### What to work on
Nothing in the records may be left out or altered; reproduce them all exactly.
<<<<
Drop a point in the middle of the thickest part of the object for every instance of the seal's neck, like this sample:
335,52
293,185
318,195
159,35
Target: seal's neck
>>>>
### Result of the task
Drop a point in the middle of the thickest part of the object for every instance of the seal's neck, like this sample:
335,52
293,185
318,195
159,35
Target: seal's neck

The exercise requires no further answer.